### Image region outline records
============

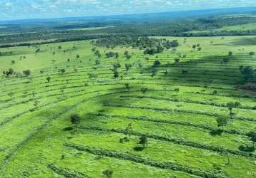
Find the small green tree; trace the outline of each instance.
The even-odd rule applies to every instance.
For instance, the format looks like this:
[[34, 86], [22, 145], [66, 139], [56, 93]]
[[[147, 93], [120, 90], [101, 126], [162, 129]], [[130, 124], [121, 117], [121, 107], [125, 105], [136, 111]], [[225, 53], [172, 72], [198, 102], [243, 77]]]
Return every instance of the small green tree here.
[[48, 81], [48, 83], [49, 83], [51, 80], [51, 77], [46, 77], [46, 80]]
[[238, 101], [235, 102], [235, 107], [237, 109], [237, 113], [238, 113], [238, 109], [240, 107], [241, 107], [242, 105]]
[[220, 117], [216, 119], [217, 126], [222, 127], [222, 130], [224, 126], [226, 126], [227, 125], [227, 118], [225, 117]]
[[142, 88], [142, 89], [140, 89], [140, 90], [142, 92], [142, 93], [144, 94], [144, 96], [145, 97], [146, 95], [146, 92], [149, 89], [147, 88]]
[[179, 92], [179, 88], [174, 88], [174, 91], [176, 92], [176, 95], [178, 95], [178, 93]]
[[81, 117], [77, 114], [72, 114], [70, 115], [70, 121], [74, 125], [79, 125], [81, 121]]

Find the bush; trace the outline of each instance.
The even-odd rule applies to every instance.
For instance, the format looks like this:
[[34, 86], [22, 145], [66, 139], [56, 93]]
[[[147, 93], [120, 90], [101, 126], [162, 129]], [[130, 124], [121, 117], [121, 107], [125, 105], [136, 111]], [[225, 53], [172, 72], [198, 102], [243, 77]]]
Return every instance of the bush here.
[[215, 135], [221, 135], [223, 132], [223, 130], [222, 129], [212, 129], [211, 131], [210, 131], [210, 134], [212, 136]]
[[73, 114], [70, 116], [71, 122], [74, 125], [78, 125], [80, 123], [80, 116], [77, 114]]

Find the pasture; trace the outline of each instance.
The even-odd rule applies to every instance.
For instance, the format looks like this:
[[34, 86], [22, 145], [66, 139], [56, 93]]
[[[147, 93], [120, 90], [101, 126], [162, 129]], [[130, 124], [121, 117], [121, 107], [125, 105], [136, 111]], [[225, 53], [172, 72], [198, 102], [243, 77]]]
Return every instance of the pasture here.
[[255, 177], [256, 151], [241, 146], [254, 144], [256, 78], [238, 84], [241, 66], [256, 68], [255, 37], [154, 38], [179, 46], [0, 48], [1, 73], [31, 71], [1, 78], [0, 177]]

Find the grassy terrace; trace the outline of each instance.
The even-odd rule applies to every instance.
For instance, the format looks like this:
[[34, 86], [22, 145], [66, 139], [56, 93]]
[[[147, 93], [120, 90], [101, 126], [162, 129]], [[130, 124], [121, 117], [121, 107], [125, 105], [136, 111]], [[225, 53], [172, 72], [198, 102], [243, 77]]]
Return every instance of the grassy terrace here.
[[[0, 48], [1, 73], [31, 71], [30, 77], [1, 78], [0, 177], [104, 177], [106, 170], [113, 177], [134, 177], [134, 172], [137, 177], [254, 177], [248, 172], [255, 171], [256, 151], [239, 147], [252, 145], [246, 135], [256, 128], [256, 95], [237, 85], [240, 66], [256, 67], [256, 56], [249, 55], [256, 45], [252, 38], [184, 43], [167, 37], [180, 46], [154, 56], [97, 47], [102, 54], [119, 53], [118, 58], [102, 55], [100, 64], [90, 41]], [[201, 51], [192, 48], [197, 43]], [[125, 51], [133, 53], [131, 59]], [[230, 51], [230, 60], [222, 63]], [[156, 58], [161, 64], [154, 70]], [[111, 70], [115, 63], [121, 64], [118, 78]], [[125, 63], [132, 64], [128, 71]], [[241, 103], [232, 118], [230, 102]], [[74, 113], [82, 118], [75, 132], [70, 130]], [[212, 135], [218, 117], [229, 121], [221, 135]], [[129, 124], [130, 140], [120, 143]], [[142, 135], [147, 146], [136, 150]]]

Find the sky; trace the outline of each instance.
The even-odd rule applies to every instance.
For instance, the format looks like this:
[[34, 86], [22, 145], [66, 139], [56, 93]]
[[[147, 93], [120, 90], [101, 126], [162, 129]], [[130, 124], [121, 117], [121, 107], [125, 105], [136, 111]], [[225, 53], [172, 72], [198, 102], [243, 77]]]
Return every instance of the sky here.
[[256, 6], [256, 0], [0, 0], [0, 20]]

============

### WRITTEN REQUEST
Transcribe all of the rows above word for word, omitting the pictures.

### RESULT OF THIS TASK
Find the small green tree; trace the outline of each instance.
The even-odd rule applies to every instance.
For instance, the format looks like this:
[[34, 86], [22, 145], [66, 139], [56, 93]]
[[[147, 93], [120, 90], [101, 126], [162, 129]], [[130, 124], [121, 117], [121, 107], [125, 105], [136, 111]], [[225, 53], [172, 72], [198, 102], [243, 77]]]
Return every instance of the small green tree here.
[[48, 81], [48, 83], [49, 83], [51, 80], [51, 77], [46, 77], [46, 80]]
[[238, 101], [235, 102], [235, 107], [237, 109], [237, 113], [238, 113], [238, 109], [240, 107], [241, 107], [242, 105]]
[[220, 117], [216, 119], [217, 126], [222, 127], [222, 130], [224, 126], [226, 126], [227, 125], [227, 118], [225, 117]]
[[142, 88], [142, 89], [140, 89], [140, 90], [142, 92], [142, 93], [144, 94], [144, 96], [145, 97], [146, 95], [146, 92], [149, 89], [147, 88]]
[[179, 92], [179, 88], [174, 88], [174, 91], [176, 92], [176, 95], [178, 95], [178, 93]]
[[81, 117], [77, 114], [72, 114], [70, 115], [70, 121], [74, 125], [79, 125], [81, 121]]

Find the bush; trace the outline of each instance.
The even-odd rule applies to every instance.
For instance, the format looks like this:
[[34, 86], [22, 145], [66, 139], [56, 93]]
[[[147, 93], [120, 90], [101, 126], [162, 129]], [[130, 124], [121, 117], [121, 107], [125, 105], [136, 111]], [[225, 53], [172, 72], [198, 102], [243, 77]]]
Return every instance of the bush here.
[[215, 135], [221, 135], [223, 132], [223, 130], [222, 129], [212, 129], [211, 131], [210, 131], [210, 134], [212, 136]]
[[73, 114], [70, 116], [71, 122], [74, 125], [78, 125], [80, 123], [80, 116], [77, 114]]

Find the pasture; trace the outline of each instance.
The even-odd rule applies to every instance.
For instance, the format looks like this:
[[34, 86], [22, 145], [66, 139], [56, 93]]
[[[147, 93], [120, 90], [101, 126], [162, 129]], [[130, 124], [121, 117], [121, 107], [125, 105], [136, 111]], [[225, 53], [172, 72], [198, 102], [243, 77]]]
Return every instance of the pasture here.
[[255, 177], [256, 151], [241, 146], [254, 144], [256, 78], [238, 84], [241, 66], [256, 68], [255, 37], [154, 38], [179, 46], [0, 48], [1, 73], [31, 71], [1, 78], [0, 177]]

Find the grassy terrace; trace the outline of each instance.
The even-odd rule applies to every instance.
For instance, the format looks like this:
[[34, 86], [22, 145], [66, 139], [56, 93]]
[[[147, 93], [120, 90], [101, 126], [162, 129]], [[130, 124], [121, 117], [121, 107], [125, 105], [136, 111]], [[225, 53], [172, 72], [198, 102], [243, 77]]]
Return every instance of the grassy terrace here.
[[[0, 48], [1, 73], [31, 71], [30, 77], [1, 78], [0, 177], [104, 177], [106, 170], [113, 177], [134, 177], [134, 172], [137, 177], [254, 177], [248, 172], [255, 171], [256, 151], [239, 147], [252, 145], [246, 135], [256, 128], [256, 95], [237, 85], [240, 66], [256, 67], [256, 56], [249, 55], [256, 45], [252, 38], [184, 43], [167, 37], [180, 46], [154, 56], [97, 47], [102, 54], [119, 53], [118, 58], [102, 55], [100, 64], [90, 41]], [[201, 51], [192, 48], [197, 43]], [[125, 51], [133, 53], [131, 59]], [[230, 51], [230, 60], [222, 63]], [[156, 58], [161, 64], [154, 70]], [[111, 70], [115, 63], [121, 64], [118, 78]], [[125, 63], [132, 64], [128, 71]], [[241, 103], [232, 118], [230, 102]], [[74, 113], [82, 118], [75, 132], [70, 130]], [[212, 135], [218, 117], [229, 121], [221, 135]], [[129, 124], [130, 140], [120, 143]], [[142, 135], [147, 146], [136, 150]]]

Find the sky; trace the outline of each instance.
The even-odd rule applies to every instance.
For instance, the format looks like this:
[[34, 86], [22, 145], [66, 139], [56, 93]]
[[[147, 93], [120, 90], [101, 126], [162, 129]], [[130, 124], [121, 117], [121, 107], [125, 105], [136, 111]], [[225, 53], [172, 72], [198, 102], [243, 77]]]
Return every instance of the sky here.
[[256, 6], [256, 0], [0, 0], [0, 20]]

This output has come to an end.